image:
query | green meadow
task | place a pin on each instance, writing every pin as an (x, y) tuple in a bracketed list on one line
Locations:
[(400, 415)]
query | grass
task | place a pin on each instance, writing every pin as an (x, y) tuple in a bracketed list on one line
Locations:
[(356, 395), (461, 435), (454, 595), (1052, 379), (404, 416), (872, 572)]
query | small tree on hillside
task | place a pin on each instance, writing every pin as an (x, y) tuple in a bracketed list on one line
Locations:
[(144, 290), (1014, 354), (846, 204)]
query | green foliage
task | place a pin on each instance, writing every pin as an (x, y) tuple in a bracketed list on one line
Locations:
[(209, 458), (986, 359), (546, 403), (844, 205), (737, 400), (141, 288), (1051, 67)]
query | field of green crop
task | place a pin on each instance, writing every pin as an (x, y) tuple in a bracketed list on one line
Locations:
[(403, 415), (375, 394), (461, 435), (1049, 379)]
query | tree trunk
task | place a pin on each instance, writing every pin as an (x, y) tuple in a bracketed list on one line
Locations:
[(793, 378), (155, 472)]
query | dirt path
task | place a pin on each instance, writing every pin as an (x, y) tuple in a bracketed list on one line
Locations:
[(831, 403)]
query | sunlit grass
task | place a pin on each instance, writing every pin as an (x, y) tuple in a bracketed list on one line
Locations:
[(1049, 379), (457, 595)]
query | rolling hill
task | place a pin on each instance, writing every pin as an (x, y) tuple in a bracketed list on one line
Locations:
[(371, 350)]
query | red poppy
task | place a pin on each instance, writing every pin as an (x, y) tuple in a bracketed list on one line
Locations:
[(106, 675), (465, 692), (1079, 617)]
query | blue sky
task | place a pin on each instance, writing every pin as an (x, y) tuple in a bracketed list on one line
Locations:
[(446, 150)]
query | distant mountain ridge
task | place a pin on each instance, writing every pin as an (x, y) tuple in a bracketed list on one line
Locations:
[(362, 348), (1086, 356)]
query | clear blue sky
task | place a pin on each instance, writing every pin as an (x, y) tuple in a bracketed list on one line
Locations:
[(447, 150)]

# GIVEN REQUEST
Update all of the entries above, replacing "Locations" with "Coordinates" wherever it occurs and keeping everything else the same.

# WRITTEN SOLUTION
image:
query | green meadow
task | place a pin on each instance, writing every pin as an (x, y) tuple in a bracketed list on one line
Coordinates:
[(400, 415)]
query | grass
task | place a pin on each instance, writing every pin as an (x, y) tuple in a bracketed list on one line
Coordinates:
[(356, 395), (461, 435), (454, 595), (1052, 379), (404, 416), (872, 572)]
query | small tree on hillside
task | place a pin on each instance, writing every pin as an (x, y) tuple in a bracketed list on one line
Coordinates:
[(144, 290), (1014, 354), (846, 204)]
query | green foliage
task | place a pin on each instance, writing every pin as an (x, y) tuple in a bracketed list on one line
Coordinates:
[(209, 458), (986, 359), (546, 403), (844, 205), (737, 400), (141, 288), (1051, 67)]
query | field of green crop
task | place a pin on each instance, writing every pin as an (x, y) tuple in a bracketed list on one line
Coordinates:
[(403, 415), (375, 394), (461, 435), (1049, 379)]
query | tree trunk
task | place a pin on each instance, writing every pin as an (x, y) tuple in a bracketed list on one line
Coordinates:
[(793, 378), (155, 472)]
query | dirt path
task | place a pin on each instance, writing every pin as an (x, y) tuple in a bracketed list on one line
Coordinates:
[(831, 403)]
query | sunlit grass
task | place a pin on each instance, writing every pin as an (x, y) tuple in a bracketed list on one line
Coordinates:
[(1049, 379), (457, 595)]
query | rolling hill
task | place a pin on each instance, writing every pin as an (x, y) tuple in a bracketed list on one line
Coordinates:
[(371, 350)]
query | red poppy
task | place a pin on each instance, writing every pin as an (x, y) tuple in a bracketed list on one line
Coordinates:
[(106, 675), (465, 692), (1079, 617)]
query | blue sky
task | place a pin on each instance, writing every pin as an (x, y) tuple in a bracketed list on one line
Coordinates:
[(446, 150)]
query | distant mountain ridge
task | place a pin on each instance, writing every pin as an (x, y) tuple in a bracketed list on one line
Coordinates:
[(362, 348), (1086, 356)]
query | clear blue sky
task | place a pin on each instance, writing every pin as an (x, y) tuple in a bracketed list on one line
Coordinates:
[(447, 150)]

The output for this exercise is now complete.